* [Task requirements]: Lay out every line of the items below as a JSON list of strings, one string per line, leaving out blank lines. Omit the pictures from the list.

* [Data to process]:
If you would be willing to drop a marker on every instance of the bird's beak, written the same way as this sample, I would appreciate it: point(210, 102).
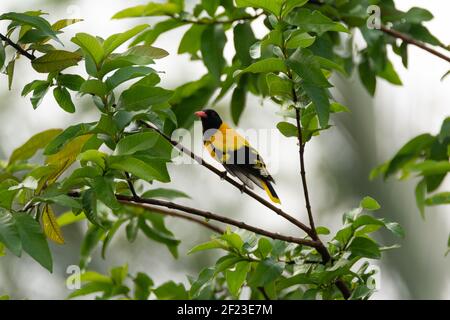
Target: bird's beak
point(201, 114)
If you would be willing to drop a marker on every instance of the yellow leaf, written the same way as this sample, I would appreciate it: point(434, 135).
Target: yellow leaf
point(51, 227)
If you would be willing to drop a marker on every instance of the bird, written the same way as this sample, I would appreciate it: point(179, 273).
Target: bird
point(235, 153)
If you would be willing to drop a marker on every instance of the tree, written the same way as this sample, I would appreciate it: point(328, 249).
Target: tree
point(291, 65)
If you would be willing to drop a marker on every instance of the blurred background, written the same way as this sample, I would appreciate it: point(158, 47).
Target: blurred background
point(338, 164)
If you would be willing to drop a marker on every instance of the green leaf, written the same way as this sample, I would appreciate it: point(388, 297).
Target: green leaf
point(279, 86)
point(63, 23)
point(159, 236)
point(319, 97)
point(146, 51)
point(171, 291)
point(210, 6)
point(127, 73)
point(212, 46)
point(64, 100)
point(90, 241)
point(103, 188)
point(114, 41)
point(291, 5)
point(50, 226)
point(287, 129)
point(35, 143)
point(151, 35)
point(233, 240)
point(136, 142)
point(132, 229)
point(39, 94)
point(69, 218)
point(33, 21)
point(322, 230)
point(364, 247)
point(2, 55)
point(111, 232)
point(266, 65)
point(264, 248)
point(149, 10)
point(191, 41)
point(300, 40)
point(314, 21)
point(10, 72)
point(438, 199)
point(164, 193)
point(390, 74)
point(420, 192)
point(213, 244)
point(90, 45)
point(417, 15)
point(395, 228)
point(145, 170)
point(9, 234)
point(70, 81)
point(265, 272)
point(369, 203)
point(33, 240)
point(367, 76)
point(94, 87)
point(55, 60)
point(236, 278)
point(272, 6)
point(243, 38)
point(409, 151)
point(304, 63)
point(238, 100)
point(365, 220)
point(142, 286)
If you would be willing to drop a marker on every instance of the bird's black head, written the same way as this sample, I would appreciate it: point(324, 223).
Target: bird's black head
point(210, 119)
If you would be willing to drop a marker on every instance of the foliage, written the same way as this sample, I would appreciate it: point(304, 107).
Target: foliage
point(291, 65)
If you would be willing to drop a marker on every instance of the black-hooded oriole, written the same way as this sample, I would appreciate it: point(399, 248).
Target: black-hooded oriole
point(235, 153)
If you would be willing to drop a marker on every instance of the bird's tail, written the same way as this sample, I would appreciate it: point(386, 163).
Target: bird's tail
point(270, 191)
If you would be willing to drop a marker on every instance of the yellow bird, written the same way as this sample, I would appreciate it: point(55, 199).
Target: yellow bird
point(235, 153)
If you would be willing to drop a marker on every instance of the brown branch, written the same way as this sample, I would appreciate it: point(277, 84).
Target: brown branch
point(18, 48)
point(152, 204)
point(180, 215)
point(301, 151)
point(230, 180)
point(131, 186)
point(215, 21)
point(410, 40)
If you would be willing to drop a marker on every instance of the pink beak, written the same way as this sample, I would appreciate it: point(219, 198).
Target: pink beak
point(200, 114)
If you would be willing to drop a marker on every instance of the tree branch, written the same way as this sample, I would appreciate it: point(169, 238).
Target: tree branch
point(215, 21)
point(180, 215)
point(153, 204)
point(230, 180)
point(18, 48)
point(410, 40)
point(301, 152)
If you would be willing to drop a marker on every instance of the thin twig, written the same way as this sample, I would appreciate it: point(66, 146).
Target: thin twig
point(410, 40)
point(152, 204)
point(131, 186)
point(230, 180)
point(18, 48)
point(180, 215)
point(215, 21)
point(301, 152)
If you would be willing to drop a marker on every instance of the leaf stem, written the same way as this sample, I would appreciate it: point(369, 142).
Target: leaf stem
point(18, 48)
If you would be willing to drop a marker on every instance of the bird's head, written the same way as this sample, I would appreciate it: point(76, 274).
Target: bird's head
point(210, 119)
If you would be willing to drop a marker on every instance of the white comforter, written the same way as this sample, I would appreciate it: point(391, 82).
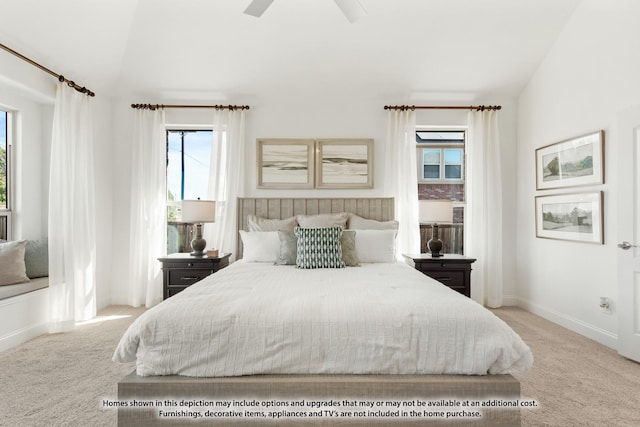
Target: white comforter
point(257, 318)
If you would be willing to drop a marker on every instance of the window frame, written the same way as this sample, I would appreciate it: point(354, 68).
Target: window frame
point(7, 211)
point(184, 229)
point(421, 146)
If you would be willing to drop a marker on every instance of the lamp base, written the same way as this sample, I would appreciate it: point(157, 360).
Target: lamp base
point(435, 244)
point(198, 243)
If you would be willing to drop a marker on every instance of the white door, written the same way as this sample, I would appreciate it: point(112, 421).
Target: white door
point(628, 141)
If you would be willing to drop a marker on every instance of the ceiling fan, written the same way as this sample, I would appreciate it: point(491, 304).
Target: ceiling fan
point(351, 9)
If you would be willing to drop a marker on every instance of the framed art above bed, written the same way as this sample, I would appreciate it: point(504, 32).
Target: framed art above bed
point(294, 163)
point(573, 162)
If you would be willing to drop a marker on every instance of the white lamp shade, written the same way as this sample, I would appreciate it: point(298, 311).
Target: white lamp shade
point(198, 211)
point(435, 211)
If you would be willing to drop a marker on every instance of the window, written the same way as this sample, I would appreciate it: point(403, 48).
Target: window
point(5, 176)
point(188, 164)
point(441, 155)
point(441, 175)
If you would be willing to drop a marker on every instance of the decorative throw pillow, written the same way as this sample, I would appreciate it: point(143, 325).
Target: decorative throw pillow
point(358, 223)
point(349, 253)
point(323, 220)
point(319, 247)
point(36, 258)
point(12, 268)
point(288, 248)
point(376, 245)
point(256, 223)
point(260, 246)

* [Correct response]:
[
  "If you would be willing to drop a marker on every instance of the bird's beak, written the same way as this sample, I would appreciate it: point(210, 102).",
  "Target: bird's beak",
  "point(201, 114)",
  "If you would be willing to drop a marker on every instance of the yellow leaf, written the same way as this sample, I would appreciate it: point(434, 135).",
  "Target: yellow leaf",
  "point(51, 227)",
  "If you would be willing to drop a marker on every instance of the bird, written the same way as this sample, I would appreciate it: point(179, 273).",
  "Target: bird",
  "point(235, 153)",
  "If you would be willing to drop a marker on every instance of the tree, written the same way as this sample, I would appreciate it: point(328, 249).",
  "Target: tree",
  "point(291, 65)",
  "If you would be willing to drop a marker on every instance of the blurred background, written the same way as this sample, I would appreciate it: point(158, 47).",
  "Target: blurred background",
  "point(338, 164)",
  "If you would be willing to drop a marker on every instance of the green leaf, written the same way as this sample, I would appreciate it: point(388, 297).",
  "Target: green leaf",
  "point(279, 86)",
  "point(63, 23)",
  "point(159, 236)",
  "point(319, 97)",
  "point(146, 51)",
  "point(171, 291)",
  "point(210, 6)",
  "point(127, 73)",
  "point(212, 46)",
  "point(64, 100)",
  "point(90, 241)",
  "point(103, 188)",
  "point(114, 41)",
  "point(291, 5)",
  "point(50, 226)",
  "point(287, 129)",
  "point(35, 143)",
  "point(151, 35)",
  "point(233, 240)",
  "point(136, 142)",
  "point(132, 229)",
  "point(39, 94)",
  "point(69, 218)",
  "point(33, 21)",
  "point(322, 230)",
  "point(364, 247)",
  "point(2, 55)",
  "point(111, 232)",
  "point(266, 65)",
  "point(264, 248)",
  "point(149, 10)",
  "point(191, 41)",
  "point(300, 40)",
  "point(314, 21)",
  "point(10, 72)",
  "point(438, 199)",
  "point(164, 193)",
  "point(390, 74)",
  "point(420, 192)",
  "point(213, 244)",
  "point(90, 45)",
  "point(417, 15)",
  "point(395, 228)",
  "point(145, 170)",
  "point(9, 234)",
  "point(70, 81)",
  "point(265, 272)",
  "point(369, 203)",
  "point(33, 240)",
  "point(367, 76)",
  "point(94, 87)",
  "point(55, 60)",
  "point(236, 278)",
  "point(272, 6)",
  "point(243, 38)",
  "point(409, 151)",
  "point(304, 63)",
  "point(238, 100)",
  "point(365, 220)",
  "point(142, 286)",
  "If you would be willing to drop a marker on every instance of the bird's black head, written the same way as this sample, I would appreciate it: point(324, 223).",
  "Target: bird's black head",
  "point(210, 119)",
  "If you would be willing to drop a marker on every instance of the foliage, written the same way as this sample, I would appreciate it: point(304, 107).",
  "Target: foliage",
  "point(291, 65)",
  "If you would be willing to drop a marker on every instance of the black-hooded oriole, written the same way as this sample, I would appreciate it: point(399, 248).",
  "Target: black-hooded oriole",
  "point(235, 153)",
  "If you would be willing to drop a marker on every instance of the bird's tail, written the same way as this sample, I would appreciate it: point(386, 163).",
  "Target: bird's tail",
  "point(270, 191)",
  "If you would be willing to drop a marker on every instance of the yellow bird, written the same way as this sample, I would appreciate it: point(55, 199).",
  "Target: yellow bird",
  "point(235, 153)",
  "If you would be willing to drop a marker on every instance of the brown branch, written the same way as this sample, I would appreciate it: point(277, 84).",
  "Target: brown branch",
  "point(18, 48)",
  "point(152, 204)",
  "point(180, 215)",
  "point(301, 151)",
  "point(230, 180)",
  "point(131, 186)",
  "point(215, 21)",
  "point(410, 40)",
  "If you would be willing to drop a marker on every instance of the pink beak, written the same way as this sample, I would appreciate it: point(219, 198).",
  "Target: pink beak",
  "point(200, 114)",
  "If you would be willing to drop a marker on every instance of the tree branch, written the same way as this sample, I would appreciate it: point(169, 238).",
  "Target: tree branch",
  "point(215, 21)",
  "point(180, 215)",
  "point(153, 204)",
  "point(230, 180)",
  "point(18, 48)",
  "point(410, 40)",
  "point(301, 152)",
  "If you would be willing to drop a marker on every instance of the thin twig, written the same way as this sample, I would appreciate it: point(66, 146).",
  "Target: thin twig",
  "point(410, 40)",
  "point(152, 204)",
  "point(131, 186)",
  "point(230, 180)",
  "point(18, 48)",
  "point(180, 215)",
  "point(215, 21)",
  "point(301, 152)",
  "If you would be willing to drop a marker on every instance of the leaf stem, written the same way as this sample, I would appreciate it: point(369, 142).",
  "Target: leaf stem",
  "point(18, 48)",
  "If you would be willing to drop a marker on every instance of the bird's head, written the same way as this sample, I would appreciate it: point(76, 274).",
  "Target: bird's head",
  "point(210, 119)",
  "If you would be willing to drop a marker on every instance of the white comforter, written the same way as this sample, I would appreciate it: point(391, 82).",
  "Target: white comforter",
  "point(257, 318)",
  "If you would be willing to drop a marker on every instance of the window frame, written the same way as this sample, I would appreciate it: point(354, 68).",
  "Target: window frame",
  "point(7, 211)",
  "point(184, 229)",
  "point(421, 146)",
  "If you would be willing to drop a marker on every instance of the lamp base, written the same way as this sample, I would appreciate it: point(157, 360).",
  "Target: lamp base",
  "point(435, 244)",
  "point(198, 243)",
  "If you would be willing to drop a marker on every instance of the white door, written the same way as this sample, I would appreciate it: point(112, 421).",
  "Target: white door",
  "point(628, 141)",
  "If you would be willing to drop a marker on every instance of the ceiling fan, written the same way as this sample, I would appreciate it: point(491, 304).",
  "Target: ceiling fan",
  "point(351, 9)",
  "If you would be willing to drop a marker on every instance of the framed art above bed, written the same way as this sample, I would appreciate it: point(504, 32).",
  "Target: framed art above bed",
  "point(294, 163)",
  "point(573, 162)",
  "If you would be willing to drop a marker on every instance of the white lamp shade, written the same way as this sample, I would appreciate it: point(298, 311).",
  "Target: white lamp shade",
  "point(198, 211)",
  "point(435, 211)",
  "If you would be willing to drop a marker on every instance of the window, written the same way as this sample, I would appreciate it: point(403, 48).",
  "Target: window",
  "point(5, 176)",
  "point(188, 164)",
  "point(441, 155)",
  "point(441, 175)",
  "If you would be willing to drop a marker on every instance of the decorative throw pillow, written the same way as this sample, I would appreciate it: point(143, 325).",
  "Target: decorative throw pillow",
  "point(358, 223)",
  "point(349, 253)",
  "point(323, 220)",
  "point(319, 247)",
  "point(36, 258)",
  "point(12, 268)",
  "point(288, 248)",
  "point(376, 245)",
  "point(256, 223)",
  "point(260, 246)"
]